• WRITTEN INSTRUCTION: Render every line of the listing below as a Markdown table with the columns Row and Line, numbering the rows in order and omitting blank lines.

-------- LISTED ENTRIES --------

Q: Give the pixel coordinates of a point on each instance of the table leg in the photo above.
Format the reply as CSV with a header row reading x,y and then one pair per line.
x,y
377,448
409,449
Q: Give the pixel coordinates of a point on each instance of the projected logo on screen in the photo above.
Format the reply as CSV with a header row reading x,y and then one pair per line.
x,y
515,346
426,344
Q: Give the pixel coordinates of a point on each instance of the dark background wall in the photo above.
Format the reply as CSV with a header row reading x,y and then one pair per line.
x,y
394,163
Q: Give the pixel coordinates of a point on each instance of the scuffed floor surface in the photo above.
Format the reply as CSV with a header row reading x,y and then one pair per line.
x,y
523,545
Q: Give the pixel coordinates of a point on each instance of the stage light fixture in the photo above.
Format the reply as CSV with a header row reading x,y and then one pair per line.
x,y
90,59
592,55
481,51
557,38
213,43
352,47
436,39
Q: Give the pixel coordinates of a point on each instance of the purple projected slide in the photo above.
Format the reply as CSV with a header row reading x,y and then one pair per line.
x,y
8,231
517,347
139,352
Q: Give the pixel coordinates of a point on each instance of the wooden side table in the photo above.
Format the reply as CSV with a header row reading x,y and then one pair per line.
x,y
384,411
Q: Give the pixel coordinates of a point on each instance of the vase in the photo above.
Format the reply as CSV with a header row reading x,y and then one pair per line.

--------

• FULL SOLUTION:
| Row | Line |
|---|---|
| 1 | Q: Give the pixel coordinates of a point on each instance of the table leg in the photo above. |
| 2 | Format the reply as CSV with a header row reading x,y and then one pair per line. |
| 3 | x,y |
| 4 | 377,448 |
| 5 | 409,449 |
| 6 | Q: Give the pixel coordinates of a point on each instance of the projected logo on screen in the photo above. |
| 7 | Format the reply as CSV with a header row reading x,y and then one pair per line. |
| 8 | x,y |
| 9 | 515,346 |
| 10 | 426,344 |
| 11 | Q: Give the pixel coordinates of a point on each instance of the dark background wall in the photo above. |
| 12 | Format the reply as CSV with a header row reading x,y and then one pair per line. |
| 13 | x,y |
| 14 | 394,163 |
| 15 | Q: Give the pixel coordinates of a point on each instance of the scuffed floor surface in the photo above. |
| 16 | Format the reply as CSV with a header row reading x,y and then one pair per line. |
| 17 | x,y |
| 18 | 523,545 |
| 19 | Q: Give the pixel coordinates of a point on each instance of the stage light fixture in the photo above. |
| 20 | Format the reply as CSV with a header row reading x,y and then one pair per line. |
| 21 | x,y |
| 22 | 90,59 |
| 23 | 592,55 |
| 24 | 481,51 |
| 25 | 557,38 |
| 26 | 213,43 |
| 27 | 352,47 |
| 28 | 436,39 |
| 29 | Q: Give the pixel coordinates of a point on each instance of the purple projected slide in the photo above. |
| 30 | Format the reply as CSV with a header row reading x,y and then one pair per line. |
| 31 | x,y |
| 32 | 8,231 |
| 33 | 517,347 |
| 34 | 139,352 |
| 35 | Q: Give the pixel coordinates of a point on each instance of the wooden side table in the photo above. |
| 36 | Format the reply as CSV with a header row reading x,y and then one pair per line. |
| 37 | x,y |
| 38 | 384,411 |
| 39 | Q: Give the pixel coordinates of a point on each instance of the vase in the photo above. |
| 40 | Format the reply as CSV with a header row reading x,y and then one pair per line. |